AIM:
In the data below, write out word for word each line from the one containing "-- sample [900,20]." to the one containing "Target: black traditional robe", including both of those lines and nothing else.

EXERCISE INPUTS:

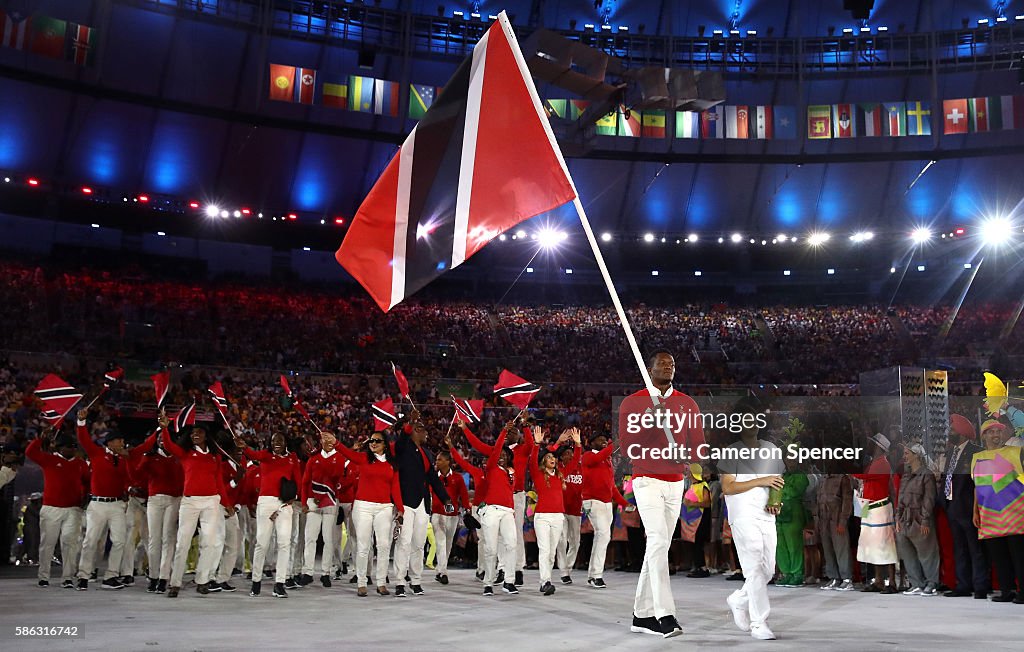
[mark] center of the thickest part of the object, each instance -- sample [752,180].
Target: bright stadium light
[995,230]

...

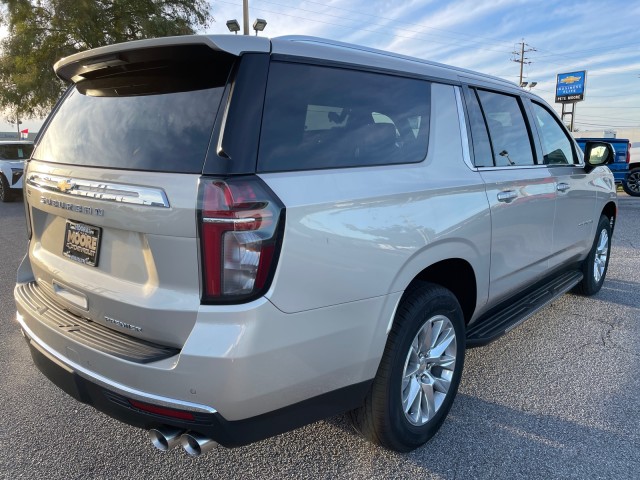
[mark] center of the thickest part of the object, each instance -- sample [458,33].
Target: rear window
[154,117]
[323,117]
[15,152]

---

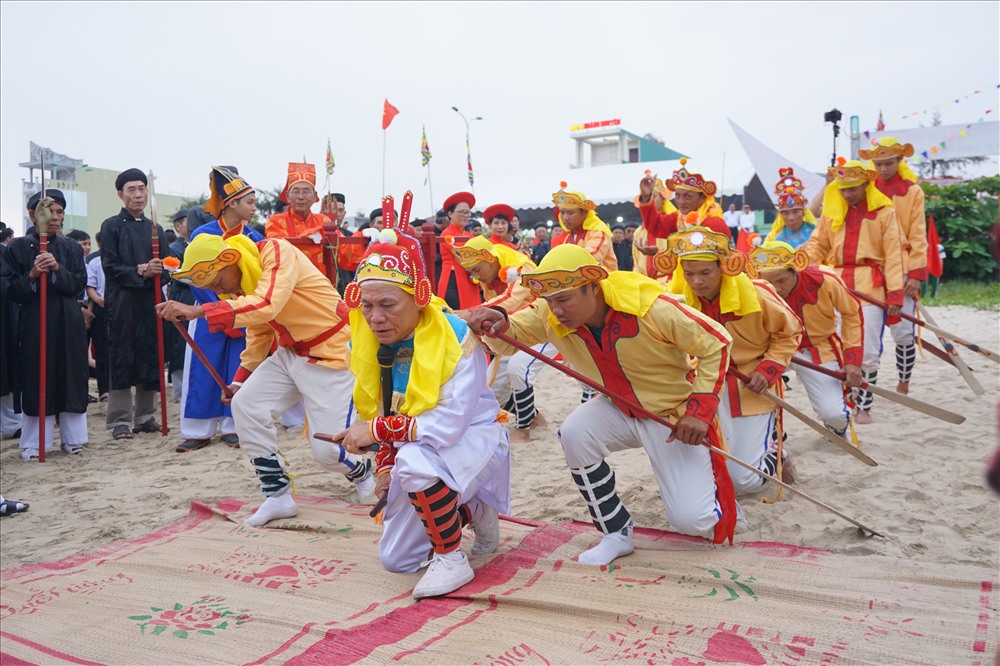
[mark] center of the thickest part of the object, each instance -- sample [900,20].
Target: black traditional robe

THE RESULT:
[mark] center of the thickest part of the object, each instance -- sample [900,20].
Target: black traditional robe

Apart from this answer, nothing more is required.